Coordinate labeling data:
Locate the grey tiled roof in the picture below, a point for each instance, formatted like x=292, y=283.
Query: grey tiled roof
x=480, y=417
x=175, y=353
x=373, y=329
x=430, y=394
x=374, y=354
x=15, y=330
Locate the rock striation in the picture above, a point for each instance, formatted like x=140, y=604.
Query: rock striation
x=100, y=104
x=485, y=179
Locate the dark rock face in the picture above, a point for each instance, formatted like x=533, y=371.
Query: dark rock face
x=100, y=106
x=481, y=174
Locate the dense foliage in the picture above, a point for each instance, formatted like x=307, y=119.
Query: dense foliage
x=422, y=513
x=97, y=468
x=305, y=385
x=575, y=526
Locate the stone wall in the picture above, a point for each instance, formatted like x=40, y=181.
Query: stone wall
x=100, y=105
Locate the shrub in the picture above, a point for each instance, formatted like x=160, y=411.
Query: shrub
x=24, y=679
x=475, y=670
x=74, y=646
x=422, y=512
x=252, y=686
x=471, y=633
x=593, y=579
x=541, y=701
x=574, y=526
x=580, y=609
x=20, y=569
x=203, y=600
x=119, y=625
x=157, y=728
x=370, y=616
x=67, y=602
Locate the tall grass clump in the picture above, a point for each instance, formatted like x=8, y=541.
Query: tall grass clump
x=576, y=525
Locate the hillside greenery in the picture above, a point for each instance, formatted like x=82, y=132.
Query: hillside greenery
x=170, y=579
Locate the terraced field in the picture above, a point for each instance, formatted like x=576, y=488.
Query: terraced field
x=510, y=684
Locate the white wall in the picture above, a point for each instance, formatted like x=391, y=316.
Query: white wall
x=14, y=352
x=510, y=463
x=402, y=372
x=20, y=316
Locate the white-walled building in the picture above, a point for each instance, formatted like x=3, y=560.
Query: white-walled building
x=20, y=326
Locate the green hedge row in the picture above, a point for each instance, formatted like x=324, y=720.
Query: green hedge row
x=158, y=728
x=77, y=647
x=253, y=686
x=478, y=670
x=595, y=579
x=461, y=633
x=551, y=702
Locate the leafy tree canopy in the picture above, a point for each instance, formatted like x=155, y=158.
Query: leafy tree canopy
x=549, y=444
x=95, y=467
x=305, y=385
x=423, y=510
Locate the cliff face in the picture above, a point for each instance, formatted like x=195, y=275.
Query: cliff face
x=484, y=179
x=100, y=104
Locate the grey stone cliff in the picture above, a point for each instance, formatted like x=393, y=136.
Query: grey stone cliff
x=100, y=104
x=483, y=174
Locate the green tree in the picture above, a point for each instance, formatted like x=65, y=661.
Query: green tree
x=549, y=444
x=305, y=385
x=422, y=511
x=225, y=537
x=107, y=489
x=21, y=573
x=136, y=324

_Aim of the exercise_
Extract the lines above from the line with "Locate the dark" to the line with "x=483, y=174", both included, and copy them without any change.

_Solution to the problem_
Locate the dark rock face in the picture above, a point for each instance, formatted like x=533, y=371.
Query: dark rock face
x=100, y=106
x=481, y=174
Locate the dense foliage in the picture above, a point for each instance, formatted like x=307, y=119.
Query: dense foliage
x=422, y=513
x=97, y=468
x=305, y=385
x=575, y=526
Locate the stone wall in the picture above, a point for each instance, formatted like x=40, y=181.
Query: stone wall
x=100, y=105
Locate the shrub in the picture above, a point for each instance, formatted like x=160, y=411.
Query: shrub
x=24, y=679
x=475, y=670
x=74, y=646
x=422, y=512
x=252, y=686
x=471, y=633
x=593, y=579
x=541, y=701
x=574, y=526
x=580, y=609
x=20, y=569
x=203, y=600
x=119, y=625
x=157, y=728
x=370, y=616
x=67, y=602
Locate the tall grass clump in the picture above, a point for each instance, formatted like x=8, y=541.
Query: tall grass clump
x=576, y=525
Locate the hillside greenery in the picture above, a point for each instance, formatted like x=82, y=132.
Query: hillside greenery
x=170, y=579
Locate the terraced field in the picture above, a point for each instance, formatted like x=576, y=488.
Query: terraced field
x=510, y=684
Locate the white wall in the picture above, a point for each instance, formatted like x=391, y=316.
Query: white wall
x=14, y=352
x=510, y=463
x=402, y=372
x=20, y=316
Locate the white-walled building in the picture above, a point for each instance, formatted like x=3, y=560.
Query: white-walled building
x=20, y=326
Locate the green hedge row in the picture above, a point for each instance, formatted like x=324, y=720.
Query: green hedge row
x=158, y=728
x=77, y=647
x=253, y=686
x=478, y=670
x=595, y=579
x=461, y=633
x=551, y=702
Locate the leafy tree canopy in the picture above, a point for each instance, formatted like x=155, y=158.
Query: leafy tree canopy
x=549, y=444
x=95, y=467
x=305, y=385
x=423, y=510
Locate the cliff face in the picture above, a point for each instance, formatted like x=195, y=275.
Query: cliff face
x=484, y=179
x=100, y=104
Locate the grey stone cliff in the picture above, a point for each instance, formatted like x=393, y=136.
Query: grey stone cliff
x=100, y=104
x=483, y=174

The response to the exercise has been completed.